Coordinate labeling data
****

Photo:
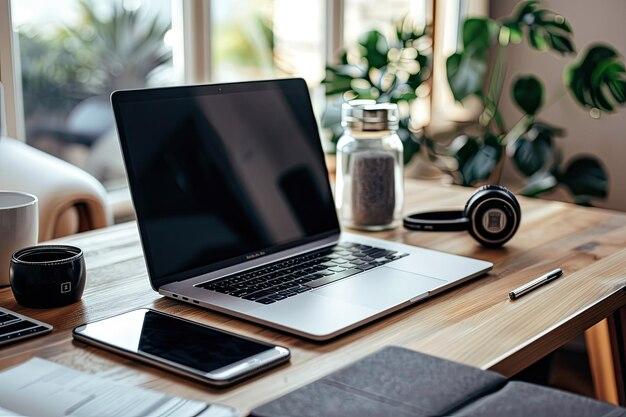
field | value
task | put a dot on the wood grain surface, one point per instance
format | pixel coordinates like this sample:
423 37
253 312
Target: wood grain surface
474 324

****

Transcribe all the records above word for word, without their images.

Photo:
field | value
task | put a dot on the wood grain surface, one point per instance
format | pixel coordinates like this sample:
423 37
253 312
Target: wood grain surface
474 324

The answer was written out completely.